*Provided text*
#####

Note: Courses being audited may not be taken in excess of student load limits for credit generating courses without special “overload” permission from your academic dean. 

STUDENT Classifications  

Freshman     0-29 semester credits  

1 – 1st semester freshman 0-14 credits

2 – 2nd semester freshman 15-29 credits

Sophomore   30-59 credits

3 – 1st semester sophomore 30-44 credits

4 – 2nd semester sophomore 45-59 credits

Junior 60-89 credits

5 – 1st semester junior  60-74 credits

6 – 2nd semester junior  75-89 credits

Senior 90 credits or more

7 – 1st semester senior  90-104 credits

8 – 2nd semester senior 105 credits or more


9 –       special non-degree student

R –     student seeking certificate

J –      second degree student


In addition to the above classifications, students often are classified by the college in which they are enrolled:

A —   School of Arts and Communication

B —   College of Business Administration

E —    School of Education

G —   Graduate Student

H —   College of Science and Allied Health

L —    College of Liberal Studies

P —    College of Science and Allied Health — Exercise Science, Health, and Recreation Programs

Credit by Examination AND RETROACTIVE CREDIT Policy  

A. All credits earned by examination or through retroactive credit will have full academic value (i.e., they will count toward the total required for graduation and, if applicable, fulfill pre-requisite requirements for advanced courses, General Education requirements, core requirements and/or major/minor requirements.)

B. Credit will be entered but no grade will be recorded on the permanent academic record.

#####

*Task set*
a. Reproduce the academic policy text between "P —    College" and "permanent academic record.", inclusive.
b. Pick up the academic policy text after its final sentence and keep writing it.

#####

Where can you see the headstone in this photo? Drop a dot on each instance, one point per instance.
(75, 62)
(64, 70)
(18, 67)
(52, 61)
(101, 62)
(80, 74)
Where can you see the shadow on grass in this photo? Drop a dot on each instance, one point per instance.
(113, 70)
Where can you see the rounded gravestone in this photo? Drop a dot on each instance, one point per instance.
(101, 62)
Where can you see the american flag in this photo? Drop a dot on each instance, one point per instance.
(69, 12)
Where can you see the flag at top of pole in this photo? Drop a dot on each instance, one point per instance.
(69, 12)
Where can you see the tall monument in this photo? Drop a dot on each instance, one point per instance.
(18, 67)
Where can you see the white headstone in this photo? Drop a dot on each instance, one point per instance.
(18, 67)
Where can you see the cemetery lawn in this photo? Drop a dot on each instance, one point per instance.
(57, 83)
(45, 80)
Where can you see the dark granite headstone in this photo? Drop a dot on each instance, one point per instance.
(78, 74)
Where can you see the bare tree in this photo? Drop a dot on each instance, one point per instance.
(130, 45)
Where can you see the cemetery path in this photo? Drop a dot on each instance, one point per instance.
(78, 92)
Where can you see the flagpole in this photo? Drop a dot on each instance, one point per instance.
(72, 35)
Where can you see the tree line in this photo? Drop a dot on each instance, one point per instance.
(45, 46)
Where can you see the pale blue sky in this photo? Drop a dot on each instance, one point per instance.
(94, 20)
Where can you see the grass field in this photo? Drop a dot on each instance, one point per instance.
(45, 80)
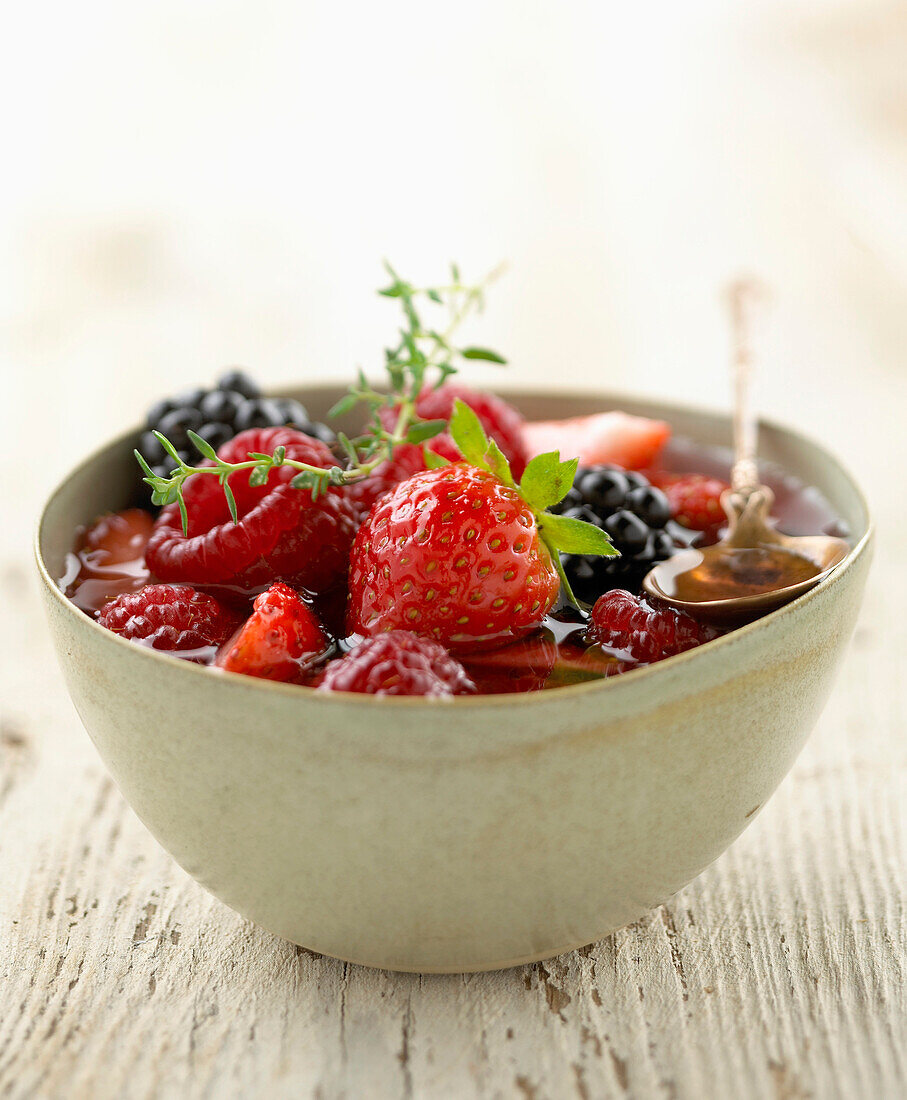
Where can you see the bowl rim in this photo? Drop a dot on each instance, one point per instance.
(612, 684)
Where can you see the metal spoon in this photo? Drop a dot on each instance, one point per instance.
(753, 569)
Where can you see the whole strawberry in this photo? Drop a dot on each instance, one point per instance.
(460, 553)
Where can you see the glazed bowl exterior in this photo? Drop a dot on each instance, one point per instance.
(466, 834)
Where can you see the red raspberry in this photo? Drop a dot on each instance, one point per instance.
(695, 499)
(631, 627)
(281, 531)
(500, 421)
(169, 617)
(279, 640)
(398, 662)
(454, 554)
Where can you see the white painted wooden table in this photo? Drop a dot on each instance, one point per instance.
(780, 972)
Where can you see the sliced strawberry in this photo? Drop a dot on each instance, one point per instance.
(279, 640)
(603, 438)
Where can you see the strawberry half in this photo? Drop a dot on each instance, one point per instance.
(461, 554)
(615, 438)
(279, 640)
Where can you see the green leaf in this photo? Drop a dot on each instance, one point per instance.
(346, 404)
(496, 462)
(485, 353)
(201, 444)
(143, 464)
(168, 447)
(468, 435)
(546, 480)
(433, 460)
(426, 429)
(574, 536)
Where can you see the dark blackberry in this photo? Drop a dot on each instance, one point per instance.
(240, 383)
(218, 415)
(637, 518)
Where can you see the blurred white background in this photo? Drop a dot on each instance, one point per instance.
(189, 185)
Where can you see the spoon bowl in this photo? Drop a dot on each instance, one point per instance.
(752, 571)
(494, 831)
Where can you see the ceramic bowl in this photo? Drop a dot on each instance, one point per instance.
(469, 834)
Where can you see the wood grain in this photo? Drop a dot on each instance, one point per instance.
(778, 974)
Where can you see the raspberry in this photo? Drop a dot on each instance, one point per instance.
(169, 617)
(633, 628)
(695, 499)
(279, 640)
(281, 531)
(398, 663)
(454, 554)
(406, 461)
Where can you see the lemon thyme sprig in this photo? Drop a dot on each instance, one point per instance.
(423, 355)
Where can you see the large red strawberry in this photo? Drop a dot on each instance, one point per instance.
(281, 532)
(460, 553)
(279, 640)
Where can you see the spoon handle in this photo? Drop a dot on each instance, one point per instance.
(744, 296)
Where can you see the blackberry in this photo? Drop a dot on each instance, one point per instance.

#####

*Answers*
a.
P —    College of Science and Allied Health — Exercise Science, Health, and Recreation Programs

Credit by Examination AND RETROACTIVE CREDIT Policy  

A. All credits earned by examination or through retroactive credit will have full academic value (i.e., they will count toward the total required for graduation and, if applicable, fulfill pre-requisite requirements for advanced courses, General Education requirements, core requirements and/or major/minor requirements.)

B. Credit will be entered but no grade will be recorded on the permanent academic record.

b.
C. Credits earned in this manner will not be counted in determining the grade point average.

D. Credits earned by examination will not be counted as part of a student’s course load.

E.  A maximum of 32 semester credits earned in this manner at other accredited institutions will be accepted as transfer credits.

F.  Restrictions:

1. The maximum credits one may earn by examination is 32 credits; 16 for an associate degree.

2. No student will be permitted to attempt to receive credit by examination for a particular course more than once.

3. A student may earn credits by examination only after admission to and enrollment at UW-L. A student will be regarded as “regularly admitted and enrolled” after attending on a full-time or part-time basis and paying the appropriate fees in a regular semester or summer session.

4. No one who has received a final grade in a course or an “incomplete” may earn credit by examination for the same course.

5. A student may not receive credit by examination or retroactive credit for a course they are auditing or have audited at UW-L.

6. No student who has withdrawn from a UW-L course after the first four weeks may earn credit for the course by examination.

See p. 10 for types of credit by examination and retroactive credits.


Senior Enrollment in Graduate Courses 

Undergraduate students with senior status (at least 90 credits) who have at least a 3.00 cumulative grade point average, may enroll in a maximum of six graduate credits. These graduate level credits may not be used to satisfy requirements for a bachelor degree. Exceptions to these requirements must be approved by the Graduate Council. Maximum student credit load for dual enrollment (graduate/undergraduate) is 15 credit hours for a semester and eight credit hours for a summer session (standard university overload approval process applies.) Undergraduate students are not allowed to enroll in graduate MBA courses.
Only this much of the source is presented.